▼
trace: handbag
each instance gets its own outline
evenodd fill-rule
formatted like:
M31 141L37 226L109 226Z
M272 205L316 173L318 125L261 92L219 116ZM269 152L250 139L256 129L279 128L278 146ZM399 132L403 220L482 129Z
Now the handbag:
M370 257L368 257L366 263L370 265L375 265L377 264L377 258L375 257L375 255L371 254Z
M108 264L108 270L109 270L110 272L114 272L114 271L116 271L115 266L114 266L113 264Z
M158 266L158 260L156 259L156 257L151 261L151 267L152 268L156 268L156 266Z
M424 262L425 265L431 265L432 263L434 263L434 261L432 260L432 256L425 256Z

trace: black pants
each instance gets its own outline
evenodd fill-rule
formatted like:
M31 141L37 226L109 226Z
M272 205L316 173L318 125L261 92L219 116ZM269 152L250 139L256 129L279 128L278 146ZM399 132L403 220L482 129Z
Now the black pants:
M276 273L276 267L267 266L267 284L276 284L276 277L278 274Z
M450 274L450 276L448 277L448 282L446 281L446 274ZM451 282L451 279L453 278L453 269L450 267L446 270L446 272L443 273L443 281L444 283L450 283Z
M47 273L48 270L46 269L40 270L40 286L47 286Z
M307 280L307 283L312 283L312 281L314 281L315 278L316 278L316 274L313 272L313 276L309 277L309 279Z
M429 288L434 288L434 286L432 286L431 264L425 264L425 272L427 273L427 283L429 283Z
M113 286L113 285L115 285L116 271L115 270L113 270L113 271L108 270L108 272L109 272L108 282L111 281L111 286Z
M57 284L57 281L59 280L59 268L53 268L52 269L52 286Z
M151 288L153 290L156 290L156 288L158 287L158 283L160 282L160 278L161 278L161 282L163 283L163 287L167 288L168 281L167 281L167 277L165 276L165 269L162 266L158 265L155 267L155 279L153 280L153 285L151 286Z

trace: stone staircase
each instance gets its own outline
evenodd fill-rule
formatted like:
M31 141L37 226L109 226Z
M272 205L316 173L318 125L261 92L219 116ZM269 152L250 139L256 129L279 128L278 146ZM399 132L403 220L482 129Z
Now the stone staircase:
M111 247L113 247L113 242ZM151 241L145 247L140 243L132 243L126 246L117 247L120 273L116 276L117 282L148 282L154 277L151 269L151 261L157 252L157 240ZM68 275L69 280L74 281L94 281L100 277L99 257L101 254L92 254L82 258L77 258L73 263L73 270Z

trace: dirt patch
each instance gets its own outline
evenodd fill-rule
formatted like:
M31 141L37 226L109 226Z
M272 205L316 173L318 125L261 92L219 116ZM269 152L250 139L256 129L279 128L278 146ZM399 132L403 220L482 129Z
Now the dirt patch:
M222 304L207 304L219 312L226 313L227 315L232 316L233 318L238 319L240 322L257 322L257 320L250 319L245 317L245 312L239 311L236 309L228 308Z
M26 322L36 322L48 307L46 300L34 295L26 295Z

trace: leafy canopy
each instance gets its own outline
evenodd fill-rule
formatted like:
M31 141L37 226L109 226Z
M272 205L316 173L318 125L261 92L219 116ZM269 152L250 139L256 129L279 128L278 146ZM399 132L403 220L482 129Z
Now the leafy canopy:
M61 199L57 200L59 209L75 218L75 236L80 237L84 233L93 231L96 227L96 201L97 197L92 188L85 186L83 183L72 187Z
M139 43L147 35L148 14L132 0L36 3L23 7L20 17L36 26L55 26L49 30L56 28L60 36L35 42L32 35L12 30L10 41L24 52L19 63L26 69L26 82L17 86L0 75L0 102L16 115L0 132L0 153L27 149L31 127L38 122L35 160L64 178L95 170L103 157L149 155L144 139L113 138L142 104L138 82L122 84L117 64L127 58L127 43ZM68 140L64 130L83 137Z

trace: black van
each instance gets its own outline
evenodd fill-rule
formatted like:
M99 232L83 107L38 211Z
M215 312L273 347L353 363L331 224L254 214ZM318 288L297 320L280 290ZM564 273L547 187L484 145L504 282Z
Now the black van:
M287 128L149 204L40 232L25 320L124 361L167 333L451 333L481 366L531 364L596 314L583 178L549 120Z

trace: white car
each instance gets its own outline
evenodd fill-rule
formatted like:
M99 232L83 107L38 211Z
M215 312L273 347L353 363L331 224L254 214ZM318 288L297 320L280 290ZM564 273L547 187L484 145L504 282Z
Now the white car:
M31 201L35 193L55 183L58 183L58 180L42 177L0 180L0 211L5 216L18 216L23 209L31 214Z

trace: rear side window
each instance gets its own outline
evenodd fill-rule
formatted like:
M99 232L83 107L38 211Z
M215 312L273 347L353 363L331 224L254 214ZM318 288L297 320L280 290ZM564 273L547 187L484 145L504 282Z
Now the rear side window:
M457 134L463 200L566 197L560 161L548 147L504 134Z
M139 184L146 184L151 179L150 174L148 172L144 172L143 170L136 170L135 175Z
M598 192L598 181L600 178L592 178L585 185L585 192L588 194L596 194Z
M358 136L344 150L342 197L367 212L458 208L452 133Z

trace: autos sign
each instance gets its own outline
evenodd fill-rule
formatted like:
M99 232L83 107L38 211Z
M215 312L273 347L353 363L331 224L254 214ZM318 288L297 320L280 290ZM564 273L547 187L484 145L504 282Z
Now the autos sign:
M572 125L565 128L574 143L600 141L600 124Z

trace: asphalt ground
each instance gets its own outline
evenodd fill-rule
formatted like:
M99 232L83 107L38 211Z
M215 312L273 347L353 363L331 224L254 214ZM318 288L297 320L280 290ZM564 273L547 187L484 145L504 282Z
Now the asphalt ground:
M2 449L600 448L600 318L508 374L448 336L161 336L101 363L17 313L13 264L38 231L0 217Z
▲
Work to be completed:
Take the entries above and transcribe them exactly.

Exercise output:
trace: handbag
each instance gets its own outline
evenodd fill-rule
formatted like:
M31 141L37 226L109 226Z
M272 205L316 173L318 125L261 92L219 116ZM269 152L250 139L256 129L279 128L278 146ZM399 132L403 220L482 129Z
Now the handbag:
M370 257L368 257L366 263L370 265L375 265L377 264L377 258L375 257L375 255L371 254Z
M108 264L108 270L109 270L110 272L114 272L114 271L116 271L115 266L114 266L113 264Z
M158 266L158 260L156 259L156 257L151 261L151 267L152 268L156 268L156 266Z
M424 262L425 265L431 265L432 263L434 263L434 261L432 260L432 256L425 256Z

trace: black pants
each instance gets its own outline
evenodd fill-rule
formatted like:
M31 141L37 226L109 226Z
M272 205L316 173L318 125L261 92L219 116ZM269 152L250 139L256 129L279 128L278 146ZM399 132L403 220L482 129Z
Now the black pants:
M276 273L276 267L267 266L267 284L276 284L276 277L278 274Z
M450 274L450 276L448 277L448 282L446 281L446 274ZM451 282L451 279L453 278L453 269L450 267L446 270L446 272L443 273L443 281L444 283L450 283Z
M47 273L48 270L46 269L40 270L40 286L47 286Z
M307 280L307 283L312 283L312 281L314 281L315 278L316 278L316 274L313 272L313 276L309 277L309 279Z
M429 288L434 288L434 286L432 286L431 264L425 264L425 272L427 273L427 283L429 283Z
M113 286L113 285L115 285L116 271L115 270L113 270L113 271L108 270L108 272L109 272L108 282L111 281L111 286Z
M57 284L57 281L59 280L59 268L53 268L52 269L52 286Z
M151 288L153 290L156 290L156 288L158 287L158 283L160 282L160 278L161 278L161 282L163 283L163 287L167 288L168 281L167 281L167 277L165 276L165 269L162 266L158 265L155 267L155 279L153 280L153 285L151 286Z

trace: stone staircase
each instance gets its own outline
evenodd fill-rule
formatted like:
M31 141L37 226L109 226Z
M272 205L316 173L318 125L261 92L219 116ZM269 152L250 139L256 129L279 128L278 146ZM399 132L403 220L482 129Z
Now the stone staircase:
M111 247L113 247L113 242ZM151 241L145 247L140 243L132 243L126 246L117 247L120 273L116 276L117 282L148 282L154 277L151 269L151 261L157 252L157 240ZM68 275L69 280L74 281L94 281L100 277L99 257L101 254L92 254L82 258L77 258L73 263L73 270Z

trace: dirt patch
each instance gets its own outline
evenodd fill-rule
formatted like:
M31 141L37 226L109 226Z
M272 205L316 173L318 125L261 92L219 116ZM269 152L250 139L256 129L279 128L278 146ZM399 132L403 220L482 129Z
Now the dirt patch:
M222 304L207 304L219 312L226 313L227 315L232 316L233 318L238 319L240 322L257 322L257 320L250 319L245 317L245 312L239 311L236 309L228 308Z
M26 322L36 322L48 307L46 300L34 295L26 295Z

trace: leafy canopy
each instance gets its own outline
evenodd fill-rule
formatted like:
M31 141L37 226L109 226Z
M272 205L316 173L318 125L261 92L219 116ZM269 152L250 139L256 129L279 128L278 146ZM399 132L403 220L482 129Z
Now the leafy canopy:
M61 199L57 200L59 209L75 218L75 236L80 237L84 233L93 231L96 227L96 201L97 197L92 188L85 186L83 183L72 187Z
M139 43L147 35L148 14L132 0L36 3L23 7L20 17L36 26L55 26L49 30L56 28L60 36L35 42L32 35L12 30L10 41L24 52L19 63L26 69L26 82L17 86L0 75L0 102L16 115L0 132L0 153L27 149L31 127L38 122L35 160L64 178L95 170L103 157L149 155L144 139L113 138L142 104L138 82L122 84L117 64L127 58L127 43ZM68 140L64 130L83 137Z

trace: black van
each instance gets its own outline
evenodd fill-rule
formatted like:
M99 232L83 107L38 211Z
M215 312L273 347L353 363L331 224L254 214ZM318 288L297 320L280 290ZM564 273L547 187L484 145L504 282Z
Now the black van:
M287 128L149 204L40 232L25 320L124 361L167 333L451 333L481 366L531 364L596 314L583 178L549 120Z

trace: white car
each instance gets its own outline
evenodd fill-rule
formatted like:
M99 232L83 107L38 211Z
M215 312L273 347L353 363L331 224L254 214ZM318 288L297 320L280 290ZM564 273L547 187L484 145L504 282Z
Now the white car:
M31 201L35 193L55 183L58 183L58 180L42 177L0 180L0 211L5 216L18 216L23 209L31 214Z

trace: rear side window
each instance gets its own outline
evenodd fill-rule
formatted like:
M99 232L83 107L38 211Z
M215 312L273 347L353 363L331 224L254 214ZM318 288L297 320L280 290ZM564 273L547 187L484 145L504 282Z
Now the rear side window:
M457 134L463 200L566 197L560 161L548 147L504 134Z
M139 184L146 184L151 179L150 174L148 172L144 172L143 170L136 170L135 175Z
M598 192L598 181L600 178L592 178L585 185L585 192L588 194L596 194Z
M358 136L344 150L342 197L367 212L458 208L452 133Z

trace: autos sign
each instance gets its own outline
evenodd fill-rule
formatted like:
M99 232L83 107L38 211Z
M215 312L273 347L353 363L331 224L254 214ZM318 288L297 320L280 290ZM564 273L547 187L484 145L504 282Z
Now the autos sign:
M572 125L565 128L574 143L600 141L600 124Z

trace: asphalt ground
each instance gets its own outline
evenodd fill-rule
formatted like:
M99 232L83 107L38 211Z
M215 312L273 347L353 363L331 224L254 214ZM318 288L297 320L280 290ZM564 273L547 187L484 145L504 282Z
Now the asphalt ground:
M2 449L600 448L600 318L508 374L448 336L161 336L101 363L17 313L13 264L38 231L0 217Z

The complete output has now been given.